───── SOURCE EXTRACT ─────

At that point, Lee had to roll out of bed, and he couldn’t put on his own socks or underwear. He had logged 11 events, the last five either a MC or WD, when he decided to finally shut it down after the UNC Health Championship in early June.
Lee wouldn’t play again until first stage in October.
“You start the season, and your hopes are high – and I finished last year on a very positive note, I was playing very well,” Lee said. “So, you’re kind of in denial that it’s not going the way you want it to. You keep trying to go and then it hits you, like, I couldn’t even do it if I tried.”
Lee admittedly struggles with self-belief, constantly questioning himself with, “Am I good enough?” With bad golf on the brain and going through a long rehab, there were days when Lee wondered whether a comeback was even possible.
His family, including his wife, Christina, and his two sons, Tobi and Tatum, helped push him through. His dad, Spencer, too.
“My dad is always giving me these small reminders that give me so much inspiration, that remind me of the success that I’ve had,” Lee said. “Whereas I’ll see a lot of the bad performances, he’ll always point out the good ones.”
Good memories such as when Lee birdied the final hole to get through a pre-qualifier for the 2021 Farmers Insurance Open, then advanced out of the Monday qualifier and in his first PGA Tour round, led the field in strokes gained: tee-to-green.
Or when he again Monday qualified later that season and contended at the Palmetto Championship at Congaree.
Or when he canned a 20-footer on the last at 2021 KFT Q-School’s final stage to earn 12 guaranteed starts.
Or when he sank a closing 12-footer at last year’s KFT regular-season finale in Omaha to narrowly keep his card and sneak into the Finals.
“Every time I’m in that situation, it still feels just as impossible as the last time,” Lee said. “But there has been a lot of validation these past two years. … Naturally, I’m not one to wake up in the morning and look in the mirror and be like, oh yeah, I’m one of the best golfers in the world. I’m more like, I have to prove it to myself, grind and find out.”
Upon returning from injury, Lee quickly discovered his clutch gene never left him. First stage at Bear Creek in Murrieta, California, marked his first 72-hole event since June, and he had only recently started practicing after going three months without hitting a shot. Lee was anxious about his game and his body, and he could feel the intensity of the situation.

─────

INSTRUCTIONS:
A – Transcribe the passage about Lee's injury and comeback word for word, beginning at "Or when he sank" and stopping after "of the situation.".
B – Pick up the account of Lee's return from injury after its final sentence and carry it forward in the same style.

───── DATA FOR ANALYSIS ─────

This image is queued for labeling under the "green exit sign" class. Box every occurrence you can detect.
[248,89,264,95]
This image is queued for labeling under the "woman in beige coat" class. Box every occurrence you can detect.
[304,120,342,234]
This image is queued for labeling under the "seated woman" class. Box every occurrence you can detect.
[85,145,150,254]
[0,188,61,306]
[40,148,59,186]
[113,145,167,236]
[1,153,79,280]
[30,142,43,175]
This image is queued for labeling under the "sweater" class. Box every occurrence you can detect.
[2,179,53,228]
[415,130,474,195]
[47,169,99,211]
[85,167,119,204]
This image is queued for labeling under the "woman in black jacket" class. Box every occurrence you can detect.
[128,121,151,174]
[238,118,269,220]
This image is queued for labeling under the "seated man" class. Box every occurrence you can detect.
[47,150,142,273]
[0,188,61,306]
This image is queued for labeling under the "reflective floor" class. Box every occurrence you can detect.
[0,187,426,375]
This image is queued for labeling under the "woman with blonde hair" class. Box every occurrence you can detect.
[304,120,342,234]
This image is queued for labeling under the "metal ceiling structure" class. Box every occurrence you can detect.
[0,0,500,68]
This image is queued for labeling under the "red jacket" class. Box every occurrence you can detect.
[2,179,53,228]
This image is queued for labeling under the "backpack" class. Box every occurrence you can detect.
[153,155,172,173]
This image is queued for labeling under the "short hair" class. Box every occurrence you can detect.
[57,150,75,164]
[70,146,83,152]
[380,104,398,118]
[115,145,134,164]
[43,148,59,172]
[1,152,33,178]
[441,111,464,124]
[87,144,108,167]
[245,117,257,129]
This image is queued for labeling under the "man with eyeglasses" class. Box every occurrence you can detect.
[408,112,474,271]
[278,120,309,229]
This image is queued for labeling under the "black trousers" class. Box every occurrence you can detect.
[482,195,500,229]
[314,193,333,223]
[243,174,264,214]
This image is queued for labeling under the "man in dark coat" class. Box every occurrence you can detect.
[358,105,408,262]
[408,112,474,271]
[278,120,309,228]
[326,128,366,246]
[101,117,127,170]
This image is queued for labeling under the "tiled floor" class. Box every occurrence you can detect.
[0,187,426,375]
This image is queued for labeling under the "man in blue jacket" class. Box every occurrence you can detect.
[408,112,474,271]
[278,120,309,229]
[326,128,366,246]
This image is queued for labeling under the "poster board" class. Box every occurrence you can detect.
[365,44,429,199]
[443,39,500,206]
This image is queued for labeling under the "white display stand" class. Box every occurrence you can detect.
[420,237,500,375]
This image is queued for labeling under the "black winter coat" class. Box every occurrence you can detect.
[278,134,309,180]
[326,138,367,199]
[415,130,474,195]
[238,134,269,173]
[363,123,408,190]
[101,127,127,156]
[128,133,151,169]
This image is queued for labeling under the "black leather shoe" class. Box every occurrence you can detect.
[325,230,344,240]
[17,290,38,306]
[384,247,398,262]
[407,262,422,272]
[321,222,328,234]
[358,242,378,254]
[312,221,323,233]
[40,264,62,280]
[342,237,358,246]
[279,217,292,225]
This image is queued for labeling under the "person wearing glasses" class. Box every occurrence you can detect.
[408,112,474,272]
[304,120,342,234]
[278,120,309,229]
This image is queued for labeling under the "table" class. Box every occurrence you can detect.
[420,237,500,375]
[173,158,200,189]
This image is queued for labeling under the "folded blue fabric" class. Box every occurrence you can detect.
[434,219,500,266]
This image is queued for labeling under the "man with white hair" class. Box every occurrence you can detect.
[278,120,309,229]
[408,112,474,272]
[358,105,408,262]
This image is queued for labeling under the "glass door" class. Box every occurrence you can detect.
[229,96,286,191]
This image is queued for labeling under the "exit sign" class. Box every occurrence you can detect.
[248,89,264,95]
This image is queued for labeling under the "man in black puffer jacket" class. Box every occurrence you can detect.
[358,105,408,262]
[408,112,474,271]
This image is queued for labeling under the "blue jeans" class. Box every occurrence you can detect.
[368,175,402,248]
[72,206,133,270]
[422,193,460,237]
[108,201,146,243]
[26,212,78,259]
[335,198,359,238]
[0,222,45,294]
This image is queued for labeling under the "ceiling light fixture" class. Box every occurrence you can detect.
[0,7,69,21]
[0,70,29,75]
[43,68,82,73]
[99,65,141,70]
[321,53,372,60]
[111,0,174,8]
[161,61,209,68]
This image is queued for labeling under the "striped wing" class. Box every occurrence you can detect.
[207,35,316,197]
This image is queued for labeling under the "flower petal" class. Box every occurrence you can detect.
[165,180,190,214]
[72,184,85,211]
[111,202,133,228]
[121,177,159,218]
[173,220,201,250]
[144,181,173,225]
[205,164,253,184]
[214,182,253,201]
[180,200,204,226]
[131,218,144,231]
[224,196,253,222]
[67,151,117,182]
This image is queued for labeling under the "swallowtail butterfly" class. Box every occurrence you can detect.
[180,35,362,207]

─────
───── DATA FOR ANALYSIS ─────

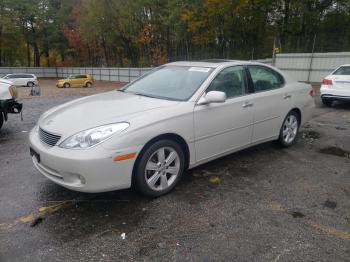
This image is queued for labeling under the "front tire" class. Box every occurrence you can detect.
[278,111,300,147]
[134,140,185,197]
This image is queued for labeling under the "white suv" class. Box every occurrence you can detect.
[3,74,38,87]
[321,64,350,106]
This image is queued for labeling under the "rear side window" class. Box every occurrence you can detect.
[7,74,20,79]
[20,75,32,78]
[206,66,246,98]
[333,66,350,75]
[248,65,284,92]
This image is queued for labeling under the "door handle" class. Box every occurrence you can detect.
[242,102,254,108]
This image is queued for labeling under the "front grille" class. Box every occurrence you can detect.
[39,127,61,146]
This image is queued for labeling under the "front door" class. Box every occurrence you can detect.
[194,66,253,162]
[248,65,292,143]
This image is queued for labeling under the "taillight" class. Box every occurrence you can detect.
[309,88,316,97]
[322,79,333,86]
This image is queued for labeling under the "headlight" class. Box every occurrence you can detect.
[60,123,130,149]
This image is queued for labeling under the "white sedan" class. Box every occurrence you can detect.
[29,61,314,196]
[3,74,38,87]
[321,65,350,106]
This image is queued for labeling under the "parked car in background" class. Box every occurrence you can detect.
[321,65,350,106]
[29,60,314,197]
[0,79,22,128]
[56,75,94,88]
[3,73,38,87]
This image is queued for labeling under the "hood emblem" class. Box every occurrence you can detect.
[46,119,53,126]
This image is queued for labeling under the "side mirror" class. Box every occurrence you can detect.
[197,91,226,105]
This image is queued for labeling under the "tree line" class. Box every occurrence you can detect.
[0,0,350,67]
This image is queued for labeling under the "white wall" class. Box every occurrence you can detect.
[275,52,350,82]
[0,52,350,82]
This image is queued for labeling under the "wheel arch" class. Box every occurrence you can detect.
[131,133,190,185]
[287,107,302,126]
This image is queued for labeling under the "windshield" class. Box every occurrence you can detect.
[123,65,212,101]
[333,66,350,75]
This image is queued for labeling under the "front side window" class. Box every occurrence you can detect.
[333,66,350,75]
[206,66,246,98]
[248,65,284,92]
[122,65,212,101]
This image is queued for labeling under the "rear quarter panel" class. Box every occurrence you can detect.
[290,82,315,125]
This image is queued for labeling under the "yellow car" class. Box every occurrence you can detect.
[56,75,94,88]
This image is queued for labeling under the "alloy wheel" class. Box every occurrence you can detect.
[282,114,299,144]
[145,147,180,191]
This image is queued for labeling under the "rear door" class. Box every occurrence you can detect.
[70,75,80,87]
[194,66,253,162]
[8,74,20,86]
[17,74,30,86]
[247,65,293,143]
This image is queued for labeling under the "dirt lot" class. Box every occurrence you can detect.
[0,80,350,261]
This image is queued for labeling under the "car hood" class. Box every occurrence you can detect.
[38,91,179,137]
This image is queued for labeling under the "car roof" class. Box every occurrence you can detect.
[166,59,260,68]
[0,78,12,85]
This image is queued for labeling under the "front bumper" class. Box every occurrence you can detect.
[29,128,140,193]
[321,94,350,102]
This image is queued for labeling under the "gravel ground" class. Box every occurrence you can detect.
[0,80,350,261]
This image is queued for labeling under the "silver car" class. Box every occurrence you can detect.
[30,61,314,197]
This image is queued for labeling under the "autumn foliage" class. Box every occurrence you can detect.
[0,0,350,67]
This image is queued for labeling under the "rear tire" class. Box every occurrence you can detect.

─────
───── DATA FOR ANALYSIS ─────

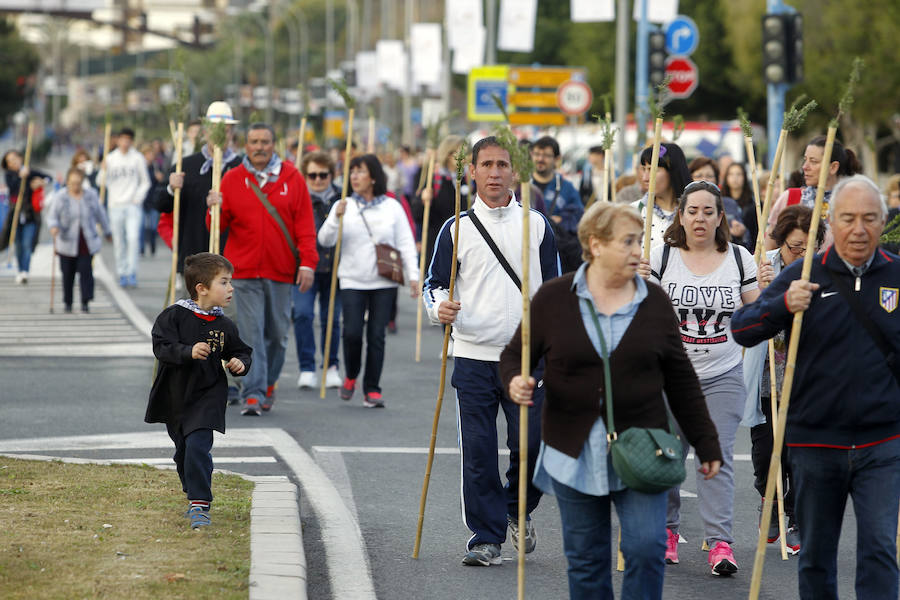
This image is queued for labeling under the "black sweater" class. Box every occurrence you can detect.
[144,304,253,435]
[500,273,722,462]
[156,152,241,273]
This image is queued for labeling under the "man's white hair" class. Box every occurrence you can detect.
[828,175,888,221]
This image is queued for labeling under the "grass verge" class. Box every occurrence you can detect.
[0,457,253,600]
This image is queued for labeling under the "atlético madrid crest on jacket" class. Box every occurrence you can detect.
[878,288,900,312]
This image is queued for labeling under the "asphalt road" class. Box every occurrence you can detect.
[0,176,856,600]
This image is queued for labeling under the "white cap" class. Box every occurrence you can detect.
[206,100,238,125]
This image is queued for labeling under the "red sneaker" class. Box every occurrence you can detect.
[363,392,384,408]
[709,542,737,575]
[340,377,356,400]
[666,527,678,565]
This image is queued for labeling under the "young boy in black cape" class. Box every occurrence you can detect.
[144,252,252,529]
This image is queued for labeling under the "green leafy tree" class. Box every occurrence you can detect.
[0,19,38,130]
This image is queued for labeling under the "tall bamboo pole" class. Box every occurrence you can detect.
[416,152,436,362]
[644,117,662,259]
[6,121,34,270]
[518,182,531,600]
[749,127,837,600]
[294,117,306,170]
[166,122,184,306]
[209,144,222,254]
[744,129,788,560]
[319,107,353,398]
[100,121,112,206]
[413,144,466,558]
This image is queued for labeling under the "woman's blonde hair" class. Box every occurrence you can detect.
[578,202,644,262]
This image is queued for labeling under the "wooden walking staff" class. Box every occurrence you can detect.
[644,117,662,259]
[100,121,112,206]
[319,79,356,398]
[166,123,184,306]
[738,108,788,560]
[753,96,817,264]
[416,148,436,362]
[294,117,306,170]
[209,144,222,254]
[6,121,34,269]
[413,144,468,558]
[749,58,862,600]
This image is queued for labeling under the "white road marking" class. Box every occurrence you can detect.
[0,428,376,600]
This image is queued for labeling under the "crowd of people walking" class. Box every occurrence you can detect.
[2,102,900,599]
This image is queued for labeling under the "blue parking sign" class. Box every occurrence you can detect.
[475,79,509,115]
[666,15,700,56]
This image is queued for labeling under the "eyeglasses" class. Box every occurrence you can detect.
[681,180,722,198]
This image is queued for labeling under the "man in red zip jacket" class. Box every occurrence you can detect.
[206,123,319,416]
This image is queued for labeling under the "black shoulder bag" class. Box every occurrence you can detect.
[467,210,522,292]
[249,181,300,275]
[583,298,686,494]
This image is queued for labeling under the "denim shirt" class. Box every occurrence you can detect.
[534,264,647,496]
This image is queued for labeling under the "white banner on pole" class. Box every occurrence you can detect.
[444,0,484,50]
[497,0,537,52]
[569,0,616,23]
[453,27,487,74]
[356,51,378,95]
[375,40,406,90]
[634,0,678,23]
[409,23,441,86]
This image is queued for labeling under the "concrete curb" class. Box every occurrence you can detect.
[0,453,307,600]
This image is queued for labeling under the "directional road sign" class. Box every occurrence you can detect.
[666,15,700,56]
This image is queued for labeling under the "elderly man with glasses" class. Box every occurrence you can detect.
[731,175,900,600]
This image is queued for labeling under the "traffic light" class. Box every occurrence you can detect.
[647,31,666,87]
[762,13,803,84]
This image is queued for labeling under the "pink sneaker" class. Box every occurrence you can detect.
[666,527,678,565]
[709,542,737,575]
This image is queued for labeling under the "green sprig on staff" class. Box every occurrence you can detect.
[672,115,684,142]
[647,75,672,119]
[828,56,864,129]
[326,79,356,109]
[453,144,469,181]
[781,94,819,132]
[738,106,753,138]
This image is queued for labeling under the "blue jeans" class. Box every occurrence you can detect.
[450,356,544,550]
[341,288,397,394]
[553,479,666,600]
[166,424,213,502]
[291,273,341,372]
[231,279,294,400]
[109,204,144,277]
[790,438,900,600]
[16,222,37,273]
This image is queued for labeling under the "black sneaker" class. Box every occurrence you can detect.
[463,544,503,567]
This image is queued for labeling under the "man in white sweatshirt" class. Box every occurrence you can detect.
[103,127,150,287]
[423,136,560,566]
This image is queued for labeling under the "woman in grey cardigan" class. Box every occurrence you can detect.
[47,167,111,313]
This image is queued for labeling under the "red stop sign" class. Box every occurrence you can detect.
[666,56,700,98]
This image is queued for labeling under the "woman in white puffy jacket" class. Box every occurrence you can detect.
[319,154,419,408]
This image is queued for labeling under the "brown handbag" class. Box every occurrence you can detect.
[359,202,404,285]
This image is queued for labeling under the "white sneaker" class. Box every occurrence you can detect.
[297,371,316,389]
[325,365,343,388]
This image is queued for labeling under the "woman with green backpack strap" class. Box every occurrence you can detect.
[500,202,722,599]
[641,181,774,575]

─────

RESPONSE LIST:
A –
Or when he sank a closing 12-footer at last year’s KFT regular-season finale in Omaha to narrowly keep his card and sneak into the Finals.
“Every time I’m in that situation, it still feels just as impossible as the last time,” Lee said. “But there has been a lot of validation these past two years. … Naturally, I’m not one to wake up in the morning and look in the mirror and be like, oh yeah, I’m one of the best golfers in the world. I’m more like, I have to prove it to myself, grind and find out.”
Upon returning from injury, Lee quickly discovered his clutch gene never left him. First stage at Bear Creek in Murrieta, California, marked his first 72-hole event since June, and he had only recently started practicing after going three months without hitting a shot. Lee was anxious about his game and his body, and he could feel the intensity of the situation.

B –
With 11 holes to go in the final round, Lee was hovering around the cut line before he birdied four holes coming in and comfortably advanced.
And then at second stage, Lee battled through less-than-ideal weather at The Landings Club in Savannah before the skies cleared way from some low scores the final day – two 62s were recorded.
Lee notched a 68 of his own, a 4-under round that was punctuated by yet more Lee heroics – a hooped 40-foot birdie putt on the final hole to push Lee inside the cut.
“I let a little emotion out,” Lee said. “That was surreal.”
Lee was already banking on 12 KFT starts next year via a major medical, though with nothing after that should he fail to satisfy that extension. Punching his ticket to final stage meant Lee would have something to fall back on, and now, the only way he can improve his status for next year is by earning his PGA Tour card.
Early that next morning, Lee, still wired, awoke at 3:30 a.m. and found himself recounting all his successes – only this time, it didn’t take a phone call. And by the next evening, he was home and planning a trip to the San Diego Zoo with his boys to kick off Thanksgiving week. After that, of course, it would be back to practice.
No longer confined to that public range, Lee belongs to a couple nice clubs these days, plus his TPC perks from being a KFT member.
Yet, he’s not lost the eagerness to grind away and prove to himself that he’s right where he belongs.